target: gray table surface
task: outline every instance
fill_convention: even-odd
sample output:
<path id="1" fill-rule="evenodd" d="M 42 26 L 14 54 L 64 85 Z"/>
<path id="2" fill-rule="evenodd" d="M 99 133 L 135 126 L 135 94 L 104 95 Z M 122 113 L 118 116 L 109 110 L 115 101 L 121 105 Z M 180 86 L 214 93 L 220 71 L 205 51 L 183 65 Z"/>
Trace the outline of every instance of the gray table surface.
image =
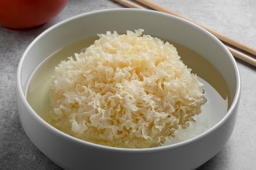
<path id="1" fill-rule="evenodd" d="M 155 0 L 199 23 L 256 48 L 255 0 Z M 43 26 L 28 31 L 0 26 L 0 169 L 61 170 L 25 133 L 18 112 L 16 77 L 29 44 L 53 25 L 90 11 L 125 7 L 110 0 L 70 0 L 63 11 Z M 256 169 L 256 67 L 236 60 L 242 89 L 234 131 L 220 151 L 198 170 Z"/>

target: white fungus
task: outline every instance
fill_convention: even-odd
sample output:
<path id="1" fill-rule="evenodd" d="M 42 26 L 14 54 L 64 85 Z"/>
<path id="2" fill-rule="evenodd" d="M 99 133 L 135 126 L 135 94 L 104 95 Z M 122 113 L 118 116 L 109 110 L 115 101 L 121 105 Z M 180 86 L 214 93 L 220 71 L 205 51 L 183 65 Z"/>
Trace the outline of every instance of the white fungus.
<path id="1" fill-rule="evenodd" d="M 154 147 L 186 128 L 206 102 L 203 84 L 176 48 L 143 29 L 116 31 L 55 68 L 50 124 L 112 147 Z"/>

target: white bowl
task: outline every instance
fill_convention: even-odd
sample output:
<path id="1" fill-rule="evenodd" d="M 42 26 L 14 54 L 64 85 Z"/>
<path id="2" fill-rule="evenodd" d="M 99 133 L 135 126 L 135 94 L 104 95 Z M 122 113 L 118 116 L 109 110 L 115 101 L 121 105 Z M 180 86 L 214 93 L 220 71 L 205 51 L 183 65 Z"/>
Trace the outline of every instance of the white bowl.
<path id="1" fill-rule="evenodd" d="M 26 89 L 32 72 L 46 57 L 81 38 L 107 31 L 126 32 L 139 29 L 144 29 L 145 34 L 173 41 L 198 52 L 221 73 L 230 91 L 231 105 L 227 113 L 209 129 L 192 139 L 164 146 L 115 148 L 67 135 L 49 125 L 32 109 L 26 100 Z M 207 74 L 211 76 L 211 73 Z M 216 37 L 175 16 L 130 9 L 83 14 L 45 31 L 29 45 L 20 60 L 17 88 L 20 117 L 25 132 L 40 150 L 66 170 L 195 169 L 216 154 L 229 139 L 235 125 L 241 90 L 236 62 Z"/>

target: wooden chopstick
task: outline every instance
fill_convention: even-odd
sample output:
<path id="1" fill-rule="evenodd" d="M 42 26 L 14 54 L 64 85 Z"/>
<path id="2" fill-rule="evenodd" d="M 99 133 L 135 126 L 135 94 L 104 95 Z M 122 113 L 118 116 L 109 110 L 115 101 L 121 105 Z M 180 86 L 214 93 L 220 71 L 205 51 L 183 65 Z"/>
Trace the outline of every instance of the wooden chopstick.
<path id="1" fill-rule="evenodd" d="M 140 9 L 146 9 L 144 7 L 141 5 L 139 4 L 135 3 L 135 2 L 132 2 L 131 1 L 128 0 L 114 0 L 115 1 L 122 4 L 123 5 L 130 7 L 133 8 L 140 8 Z M 135 0 L 137 1 L 142 4 L 145 5 L 146 7 L 149 7 L 153 9 L 156 11 L 159 11 L 161 12 L 164 12 L 167 13 L 169 13 L 173 15 L 177 16 L 182 18 L 184 19 L 187 20 L 188 20 L 191 22 L 193 22 L 202 28 L 207 30 L 208 31 L 211 33 L 213 35 L 217 37 L 221 41 L 224 42 L 227 44 L 230 44 L 232 46 L 237 48 L 238 49 L 243 50 L 245 52 L 248 53 L 252 55 L 253 55 L 256 56 L 256 49 L 252 48 L 249 46 L 245 45 L 240 42 L 236 41 L 234 40 L 233 40 L 228 37 L 222 35 L 217 32 L 213 31 L 209 28 L 207 28 L 202 25 L 198 24 L 194 21 L 193 21 L 189 18 L 182 16 L 177 13 L 176 13 L 163 7 L 162 7 L 157 4 L 149 0 Z M 244 62 L 246 62 L 247 63 L 250 64 L 255 66 L 256 66 L 256 59 L 251 57 L 246 54 L 244 53 L 240 52 L 235 48 L 229 46 L 225 45 L 227 49 L 230 51 L 233 56 L 237 58 L 238 58 Z"/>

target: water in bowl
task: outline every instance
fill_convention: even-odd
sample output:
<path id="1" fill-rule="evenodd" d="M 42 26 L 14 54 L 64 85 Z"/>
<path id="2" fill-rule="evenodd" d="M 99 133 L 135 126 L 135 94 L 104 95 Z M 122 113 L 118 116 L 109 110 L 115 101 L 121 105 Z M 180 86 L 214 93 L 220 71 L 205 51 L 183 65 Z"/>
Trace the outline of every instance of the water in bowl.
<path id="1" fill-rule="evenodd" d="M 67 60 L 74 53 L 93 44 L 98 38 L 95 36 L 71 43 L 46 58 L 35 70 L 27 88 L 27 99 L 29 104 L 42 119 L 45 119 L 50 109 L 48 93 L 54 67 L 61 60 Z M 163 40 L 166 41 L 166 40 Z M 207 102 L 201 107 L 201 113 L 196 115 L 195 122 L 186 129 L 180 128 L 175 137 L 167 139 L 162 146 L 172 144 L 191 139 L 212 127 L 227 113 L 230 105 L 227 85 L 218 70 L 203 56 L 191 49 L 174 42 L 168 41 L 177 49 L 181 60 L 192 72 L 196 73 L 199 80 L 204 84 L 204 96 Z M 218 106 L 218 107 L 216 107 Z"/>

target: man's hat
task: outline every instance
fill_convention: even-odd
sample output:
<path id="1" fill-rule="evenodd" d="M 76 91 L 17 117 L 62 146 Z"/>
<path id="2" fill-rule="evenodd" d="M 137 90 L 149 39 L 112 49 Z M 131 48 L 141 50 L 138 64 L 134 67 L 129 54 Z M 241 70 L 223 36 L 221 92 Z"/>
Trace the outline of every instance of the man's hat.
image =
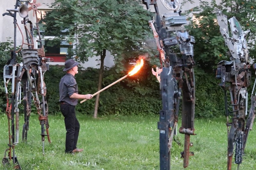
<path id="1" fill-rule="evenodd" d="M 79 64 L 80 63 L 76 62 L 73 59 L 68 60 L 65 62 L 65 68 L 63 69 L 63 71 L 65 72 L 68 70 Z"/>

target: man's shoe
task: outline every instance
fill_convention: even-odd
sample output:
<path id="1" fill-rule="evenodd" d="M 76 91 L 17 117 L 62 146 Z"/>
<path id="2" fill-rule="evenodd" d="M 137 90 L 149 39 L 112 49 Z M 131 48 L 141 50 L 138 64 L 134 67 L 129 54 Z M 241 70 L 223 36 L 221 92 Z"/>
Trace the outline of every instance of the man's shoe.
<path id="1" fill-rule="evenodd" d="M 73 150 L 73 153 L 80 152 L 82 151 L 83 150 L 83 149 L 78 149 L 78 148 L 77 148 Z"/>

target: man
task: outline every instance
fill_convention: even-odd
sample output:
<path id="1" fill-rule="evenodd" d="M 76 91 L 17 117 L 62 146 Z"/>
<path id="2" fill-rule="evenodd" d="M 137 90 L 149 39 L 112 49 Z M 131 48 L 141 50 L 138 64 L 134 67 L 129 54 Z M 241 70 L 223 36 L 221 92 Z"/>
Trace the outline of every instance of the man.
<path id="1" fill-rule="evenodd" d="M 91 99 L 93 95 L 90 94 L 81 95 L 78 94 L 77 84 L 75 75 L 78 73 L 78 65 L 80 63 L 73 59 L 65 62 L 63 71 L 67 73 L 60 80 L 59 89 L 59 100 L 60 111 L 64 116 L 64 121 L 67 133 L 65 153 L 73 154 L 81 152 L 82 149 L 77 148 L 76 145 L 80 125 L 75 115 L 76 105 L 78 99 Z"/>

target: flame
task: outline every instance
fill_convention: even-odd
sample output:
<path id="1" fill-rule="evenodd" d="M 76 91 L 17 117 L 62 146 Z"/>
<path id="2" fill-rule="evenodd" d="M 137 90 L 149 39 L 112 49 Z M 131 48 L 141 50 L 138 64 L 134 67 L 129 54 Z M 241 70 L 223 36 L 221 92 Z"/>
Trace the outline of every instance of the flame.
<path id="1" fill-rule="evenodd" d="M 138 62 L 137 62 L 137 63 L 136 64 L 136 66 L 135 66 L 134 68 L 133 68 L 133 70 L 129 72 L 129 73 L 128 73 L 129 76 L 130 76 L 131 75 L 133 75 L 138 72 L 138 71 L 139 71 L 140 69 L 143 66 L 143 59 L 141 59 L 140 60 L 140 63 L 139 63 Z"/>

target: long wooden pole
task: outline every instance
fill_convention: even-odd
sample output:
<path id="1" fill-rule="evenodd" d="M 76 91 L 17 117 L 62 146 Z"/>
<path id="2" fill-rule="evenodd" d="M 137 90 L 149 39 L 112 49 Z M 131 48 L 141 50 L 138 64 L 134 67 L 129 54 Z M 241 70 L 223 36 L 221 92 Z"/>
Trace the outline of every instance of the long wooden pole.
<path id="1" fill-rule="evenodd" d="M 118 80 L 117 80 L 116 81 L 115 81 L 114 83 L 111 83 L 111 84 L 109 84 L 109 85 L 108 85 L 107 86 L 106 86 L 106 87 L 103 88 L 103 89 L 102 89 L 101 90 L 99 90 L 99 91 L 97 91 L 97 92 L 96 92 L 94 94 L 93 94 L 93 96 L 94 96 L 95 95 L 96 95 L 97 94 L 98 94 L 99 93 L 100 93 L 100 92 L 101 92 L 102 91 L 105 90 L 106 89 L 107 89 L 109 87 L 110 87 L 111 86 L 113 86 L 113 85 L 114 85 L 115 84 L 119 82 L 119 81 L 121 81 L 121 80 L 122 80 L 123 79 L 124 79 L 125 78 L 126 78 L 126 77 L 128 77 L 128 76 L 129 76 L 129 75 L 128 74 L 127 75 L 126 75 L 124 76 L 123 77 L 122 77 L 122 78 L 120 78 L 119 79 L 118 79 Z M 87 99 L 84 99 L 82 100 L 81 101 L 80 101 L 80 103 L 83 103 L 83 102 L 87 100 Z"/>

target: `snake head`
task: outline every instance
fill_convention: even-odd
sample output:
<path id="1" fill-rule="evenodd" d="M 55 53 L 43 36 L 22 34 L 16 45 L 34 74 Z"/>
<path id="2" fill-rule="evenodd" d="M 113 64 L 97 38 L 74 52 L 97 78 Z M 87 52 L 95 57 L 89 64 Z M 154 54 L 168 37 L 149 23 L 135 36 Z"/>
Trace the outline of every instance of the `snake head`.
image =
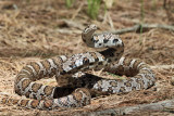
<path id="1" fill-rule="evenodd" d="M 84 29 L 84 34 L 94 33 L 95 30 L 97 30 L 97 26 L 95 24 L 91 24 Z"/>

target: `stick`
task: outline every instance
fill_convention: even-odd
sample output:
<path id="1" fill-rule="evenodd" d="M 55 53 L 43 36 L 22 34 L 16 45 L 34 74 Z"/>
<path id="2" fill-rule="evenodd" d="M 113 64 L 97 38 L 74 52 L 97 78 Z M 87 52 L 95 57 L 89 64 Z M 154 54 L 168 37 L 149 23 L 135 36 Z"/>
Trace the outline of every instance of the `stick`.
<path id="1" fill-rule="evenodd" d="M 91 113 L 79 113 L 75 114 L 76 116 L 115 116 L 115 115 L 126 115 L 133 114 L 137 112 L 159 112 L 159 111 L 169 111 L 174 108 L 174 99 L 173 100 L 165 100 L 158 103 L 150 103 L 150 104 L 141 104 L 136 106 L 124 106 L 124 107 L 116 107 L 116 108 L 109 108 L 103 111 L 95 111 Z"/>
<path id="2" fill-rule="evenodd" d="M 112 34 L 115 35 L 121 35 L 121 34 L 125 34 L 125 33 L 130 33 L 130 31 L 137 31 L 140 28 L 144 29 L 149 29 L 149 28 L 162 28 L 162 29 L 166 29 L 166 30 L 172 30 L 174 31 L 174 26 L 171 25 L 161 25 L 161 24 L 137 24 L 133 27 L 128 27 L 128 28 L 124 28 L 124 29 L 117 29 L 115 31 L 111 31 Z"/>

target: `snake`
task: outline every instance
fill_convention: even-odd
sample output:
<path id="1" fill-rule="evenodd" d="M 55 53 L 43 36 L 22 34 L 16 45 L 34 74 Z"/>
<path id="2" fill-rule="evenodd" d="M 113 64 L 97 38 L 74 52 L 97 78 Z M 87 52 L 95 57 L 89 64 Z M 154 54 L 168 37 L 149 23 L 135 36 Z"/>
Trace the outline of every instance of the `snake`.
<path id="1" fill-rule="evenodd" d="M 119 35 L 95 34 L 97 26 L 88 25 L 82 40 L 99 51 L 59 55 L 26 64 L 15 77 L 14 92 L 28 99 L 4 96 L 2 104 L 26 108 L 55 109 L 82 107 L 90 104 L 91 96 L 120 94 L 152 87 L 156 76 L 152 69 L 138 59 L 123 57 L 124 43 Z M 107 79 L 87 72 L 90 69 L 127 76 L 126 79 Z M 46 86 L 36 82 L 45 77 L 55 77 L 63 86 Z"/>

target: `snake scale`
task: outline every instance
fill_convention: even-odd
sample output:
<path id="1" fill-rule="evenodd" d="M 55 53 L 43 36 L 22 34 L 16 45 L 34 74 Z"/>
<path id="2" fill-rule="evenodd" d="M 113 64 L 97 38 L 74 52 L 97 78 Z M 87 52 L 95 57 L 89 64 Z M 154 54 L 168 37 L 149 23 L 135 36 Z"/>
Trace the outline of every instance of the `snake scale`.
<path id="1" fill-rule="evenodd" d="M 149 66 L 140 60 L 122 57 L 124 44 L 117 35 L 95 34 L 97 26 L 87 26 L 83 41 L 91 48 L 105 48 L 99 52 L 78 53 L 72 56 L 60 55 L 41 62 L 32 62 L 17 74 L 14 91 L 29 99 L 3 98 L 3 104 L 17 104 L 26 108 L 53 109 L 59 107 L 80 107 L 90 104 L 91 94 L 123 93 L 148 89 L 156 78 Z M 115 75 L 126 75 L 126 79 L 104 79 L 91 74 L 78 72 L 103 69 Z M 74 76 L 74 74 L 78 76 Z M 44 77 L 55 76 L 62 87 L 37 83 Z"/>

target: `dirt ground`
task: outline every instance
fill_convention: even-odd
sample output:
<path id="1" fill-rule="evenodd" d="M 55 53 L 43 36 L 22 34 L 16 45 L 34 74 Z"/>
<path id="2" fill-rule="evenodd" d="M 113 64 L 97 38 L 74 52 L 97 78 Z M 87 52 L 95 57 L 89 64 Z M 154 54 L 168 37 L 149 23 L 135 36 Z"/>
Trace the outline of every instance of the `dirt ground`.
<path id="1" fill-rule="evenodd" d="M 144 17 L 139 0 L 116 0 L 105 15 L 102 10 L 104 8 L 101 7 L 98 20 L 94 21 L 87 15 L 87 2 L 80 0 L 76 0 L 70 9 L 65 7 L 64 0 L 1 0 L 0 92 L 21 98 L 13 91 L 13 81 L 28 62 L 92 51 L 80 38 L 87 24 L 98 25 L 98 33 L 127 28 L 141 22 L 174 25 L 174 9 L 163 9 L 163 0 L 144 1 Z M 174 2 L 171 0 L 167 5 L 174 5 Z M 151 28 L 141 34 L 125 33 L 121 38 L 125 44 L 124 56 L 141 59 L 153 67 L 157 77 L 154 87 L 127 94 L 94 98 L 90 105 L 82 108 L 38 111 L 0 104 L 0 115 L 75 115 L 173 99 L 174 88 L 171 81 L 174 78 L 174 67 L 167 66 L 174 64 L 174 31 Z M 166 68 L 161 68 L 161 65 L 166 65 Z M 53 78 L 44 80 L 44 83 L 57 86 Z M 140 113 L 164 114 L 172 115 L 167 112 Z"/>

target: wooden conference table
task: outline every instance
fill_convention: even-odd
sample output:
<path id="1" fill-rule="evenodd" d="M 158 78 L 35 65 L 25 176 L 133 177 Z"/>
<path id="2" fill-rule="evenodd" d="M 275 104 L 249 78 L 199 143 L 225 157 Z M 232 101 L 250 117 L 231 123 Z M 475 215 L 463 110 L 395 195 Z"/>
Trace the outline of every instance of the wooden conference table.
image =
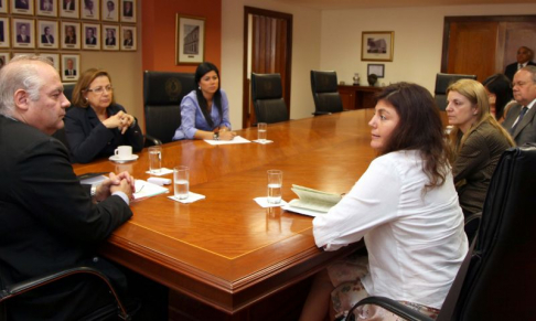
<path id="1" fill-rule="evenodd" d="M 266 171 L 283 171 L 286 201 L 297 197 L 292 184 L 347 192 L 375 157 L 367 126 L 372 116 L 373 109 L 362 109 L 269 125 L 269 145 L 164 145 L 163 167 L 189 165 L 190 190 L 206 199 L 174 202 L 168 199 L 173 194 L 170 185 L 169 194 L 132 203 L 133 217 L 111 235 L 101 254 L 191 300 L 183 306 L 195 302 L 226 320 L 259 320 L 253 307 L 361 247 L 321 252 L 314 244 L 312 217 L 257 205 L 254 199 L 267 192 Z M 237 132 L 257 138 L 256 128 Z M 130 163 L 100 160 L 74 168 L 77 174 L 127 170 L 136 179 L 150 176 L 146 150 Z M 281 309 L 265 307 L 262 314 Z"/>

Stated problem
Give the lines from the line with "target: man's shoe" to the line with "73 150 L 73" again, with "outline every instance" changed to "outline each instance" and nothing else altered.

Solution below
target: man's shoe
task: outline each instance
fill_convention: even-odd
sample output:
<path id="1" fill-rule="evenodd" d="M 76 91 L 17 117 L 62 146 Z"/>
<path id="2" fill-rule="evenodd" d="M 137 90 L 149 39 L 112 49 Z M 131 48 L 141 50 L 138 64 L 134 67 L 129 54 Z M 241 70 L 223 36 L 221 92 Z"/>
Trace the outline of every instance of the man's shoe.
<path id="1" fill-rule="evenodd" d="M 73 150 L 73 153 L 80 152 L 82 151 L 83 150 L 83 149 L 78 149 L 78 148 L 77 148 Z"/>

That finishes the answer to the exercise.